§ ROWS
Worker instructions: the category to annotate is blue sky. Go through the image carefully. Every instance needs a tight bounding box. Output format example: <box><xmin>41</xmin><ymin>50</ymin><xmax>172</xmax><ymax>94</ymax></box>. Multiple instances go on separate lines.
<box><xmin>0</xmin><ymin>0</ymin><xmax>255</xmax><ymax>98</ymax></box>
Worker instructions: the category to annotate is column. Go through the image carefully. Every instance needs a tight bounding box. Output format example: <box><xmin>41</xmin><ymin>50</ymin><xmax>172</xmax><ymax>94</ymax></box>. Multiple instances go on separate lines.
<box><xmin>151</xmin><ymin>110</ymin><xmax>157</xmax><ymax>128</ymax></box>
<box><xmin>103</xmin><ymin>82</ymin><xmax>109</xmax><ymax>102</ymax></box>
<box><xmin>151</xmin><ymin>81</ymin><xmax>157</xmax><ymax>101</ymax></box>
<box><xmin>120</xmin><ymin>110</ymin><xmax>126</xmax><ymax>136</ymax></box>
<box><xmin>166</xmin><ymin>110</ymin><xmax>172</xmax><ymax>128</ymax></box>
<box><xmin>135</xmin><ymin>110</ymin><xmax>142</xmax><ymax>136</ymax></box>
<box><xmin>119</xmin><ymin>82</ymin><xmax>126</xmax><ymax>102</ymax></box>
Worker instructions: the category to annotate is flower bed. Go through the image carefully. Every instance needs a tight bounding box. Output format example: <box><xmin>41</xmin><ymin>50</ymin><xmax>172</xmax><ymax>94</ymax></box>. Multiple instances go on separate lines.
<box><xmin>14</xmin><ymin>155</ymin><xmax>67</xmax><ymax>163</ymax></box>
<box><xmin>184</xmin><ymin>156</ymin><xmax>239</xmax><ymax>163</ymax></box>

§ WHAT THE TASK ASKS
Rewrite the listing above, swapping "Worker instructions" for "Annotator instructions" everywhere it appears and leaving everything else unchanged.

§ CORRECT ANSWER
Annotator instructions: the category to annotate is blue sky. Go through the image carefully. Every instance needs a tight bounding box. Output format example: <box><xmin>41</xmin><ymin>50</ymin><xmax>172</xmax><ymax>94</ymax></box>. Multiple instances go on separate lines.
<box><xmin>0</xmin><ymin>0</ymin><xmax>255</xmax><ymax>98</ymax></box>
Annotator instructions: the category to annotate is column. Go through the image carefully. Every instance needs a tight bounding box. Output format example: <box><xmin>41</xmin><ymin>50</ymin><xmax>172</xmax><ymax>94</ymax></box>. Multiple instances go on separate lines.
<box><xmin>151</xmin><ymin>110</ymin><xmax>157</xmax><ymax>128</ymax></box>
<box><xmin>103</xmin><ymin>82</ymin><xmax>109</xmax><ymax>102</ymax></box>
<box><xmin>151</xmin><ymin>81</ymin><xmax>157</xmax><ymax>101</ymax></box>
<box><xmin>120</xmin><ymin>110</ymin><xmax>126</xmax><ymax>136</ymax></box>
<box><xmin>166</xmin><ymin>110</ymin><xmax>172</xmax><ymax>128</ymax></box>
<box><xmin>135</xmin><ymin>110</ymin><xmax>142</xmax><ymax>136</ymax></box>
<box><xmin>119</xmin><ymin>82</ymin><xmax>126</xmax><ymax>102</ymax></box>
Annotator instructions: the category to annotate is flower bed. Go through the image carefully. Every instance needs a tight bounding box. Output format example: <box><xmin>41</xmin><ymin>50</ymin><xmax>172</xmax><ymax>94</ymax></box>. Multiple instances go on separate lines.
<box><xmin>14</xmin><ymin>155</ymin><xmax>67</xmax><ymax>163</ymax></box>
<box><xmin>184</xmin><ymin>156</ymin><xmax>239</xmax><ymax>163</ymax></box>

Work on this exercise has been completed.